:: Record set ::
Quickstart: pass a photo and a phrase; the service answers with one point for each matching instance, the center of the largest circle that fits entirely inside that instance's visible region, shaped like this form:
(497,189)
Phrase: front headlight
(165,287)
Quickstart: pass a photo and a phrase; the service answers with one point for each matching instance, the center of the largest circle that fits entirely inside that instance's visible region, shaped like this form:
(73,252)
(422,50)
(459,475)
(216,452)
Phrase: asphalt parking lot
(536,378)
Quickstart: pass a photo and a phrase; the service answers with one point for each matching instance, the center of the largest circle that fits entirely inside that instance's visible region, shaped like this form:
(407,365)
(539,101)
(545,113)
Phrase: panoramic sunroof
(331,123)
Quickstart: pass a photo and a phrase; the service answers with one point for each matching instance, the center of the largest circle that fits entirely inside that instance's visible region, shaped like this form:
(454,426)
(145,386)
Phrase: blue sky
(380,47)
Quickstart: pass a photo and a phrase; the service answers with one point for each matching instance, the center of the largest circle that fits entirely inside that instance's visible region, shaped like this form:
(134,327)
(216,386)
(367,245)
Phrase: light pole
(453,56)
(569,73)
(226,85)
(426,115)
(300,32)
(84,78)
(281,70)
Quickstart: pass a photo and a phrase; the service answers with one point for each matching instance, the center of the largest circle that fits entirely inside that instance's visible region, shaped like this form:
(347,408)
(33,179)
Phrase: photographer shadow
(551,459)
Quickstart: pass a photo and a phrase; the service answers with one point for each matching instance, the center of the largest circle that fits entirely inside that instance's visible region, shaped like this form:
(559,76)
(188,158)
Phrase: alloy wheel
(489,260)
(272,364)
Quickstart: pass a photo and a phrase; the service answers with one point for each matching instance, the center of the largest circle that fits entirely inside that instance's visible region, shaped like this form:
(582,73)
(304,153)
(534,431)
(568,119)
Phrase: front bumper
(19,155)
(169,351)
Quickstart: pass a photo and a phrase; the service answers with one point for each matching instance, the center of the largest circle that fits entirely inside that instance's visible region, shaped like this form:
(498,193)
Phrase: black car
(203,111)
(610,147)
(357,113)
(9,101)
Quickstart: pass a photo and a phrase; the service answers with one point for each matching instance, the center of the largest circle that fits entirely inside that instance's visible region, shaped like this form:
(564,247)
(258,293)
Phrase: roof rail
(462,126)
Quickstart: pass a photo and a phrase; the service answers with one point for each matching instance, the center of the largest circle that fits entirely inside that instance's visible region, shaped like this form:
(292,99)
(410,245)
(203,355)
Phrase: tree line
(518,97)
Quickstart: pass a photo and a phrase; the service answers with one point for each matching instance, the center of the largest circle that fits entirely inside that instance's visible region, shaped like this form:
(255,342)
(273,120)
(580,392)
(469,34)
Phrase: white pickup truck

:: Your task ::
All of the material above needs to be retyped word for word.

:: Exercise solution ::
Quickstart: pass a photo and a phrase; the service answers with one point for each matching instance, the center of the largest circle that fits entirely inside that instance's visible region, shaped like this form:
(497,189)
Phrase: front headlight
(165,287)
Quickstart: pass a photo and a phrase; the service answers with one point for each matching instance, the center of the largest circle that fits entirely inside that instance's visible region, shaped like this form:
(73,252)
(422,50)
(459,475)
(216,452)
Phrase: asphalt parking lot
(536,378)
Quickstart: pass a photo and a phrase; the service answers with one point for each matching instance, the center of the largest circle that fits entirely inside that instance's visible region, shaped like this form:
(407,365)
(539,101)
(545,113)
Phrase: panoramic sunroof
(331,123)
Quickstart: pass a photo and a phrase; the service answers with one point for each matching instance, the center of the largest circle that fits entirely inside that instance's visible region, shaped like this form:
(454,426)
(145,386)
Phrase: blue sky
(380,47)
Quickstart: pass a photo and a phrase; the service answers with one point for each matching instance, the center of the largest circle that fits entirely inside that instance's visible region, shaped like this form:
(134,327)
(216,386)
(367,245)
Phrase: light pole
(453,56)
(569,73)
(226,85)
(426,115)
(300,32)
(84,78)
(281,70)
Quickstart: pass a photo and a phrase; the service answers with one point for each matching instance, the center of the largest circle that fits entirely inside that instance's visible region, shaped like this form:
(347,408)
(33,179)
Phrase: photographer shadow
(551,459)
Quickstart: pass a photo and a phrase; the service answers with one point for each matching instance, the center of the largest circle that fits entirely inside that instance's visible region, shaped like this form:
(559,76)
(188,158)
Phrase: alloy wheel
(489,260)
(272,364)
Quickstart: pass a photo and a phrase; the service answers with one point for each matching instance, the center of the largest circle that fits entirely inside that instance's visible region, shaped like this form:
(582,73)
(304,153)
(534,431)
(568,119)
Phrase: front bumper
(19,155)
(169,351)
Quickstart: pass a photo and a phrase; the service answers with one point for each matching instance, the center of the largest circle that fits entirely inside that instance's visible region, shaped like this form:
(498,193)
Phrase: black car
(203,111)
(610,147)
(357,113)
(9,101)
Quickstart: pass a photo and a phrase; the service answers with one point for each matching instance, the center of the largest circle that fits entirely inside that instance's visible region, shaped like this form:
(564,247)
(258,293)
Phrase: roof rail
(462,126)
Quickstart: pass a photo and a phrase; the service answers with one point for each matching instance, the center of the largest circle that fits entirely inside that instance's visible region, shaped like this form:
(292,99)
(410,245)
(203,355)
Phrase: tree line
(518,97)
Quickstart: pass a photo and a phrase; the service answers with one point for each matching instance, the center of the largest circle that fits entirely inside that instance's visible region, shaped like this form:
(255,342)
(273,120)
(580,392)
(469,34)
Phrase: white pickup truck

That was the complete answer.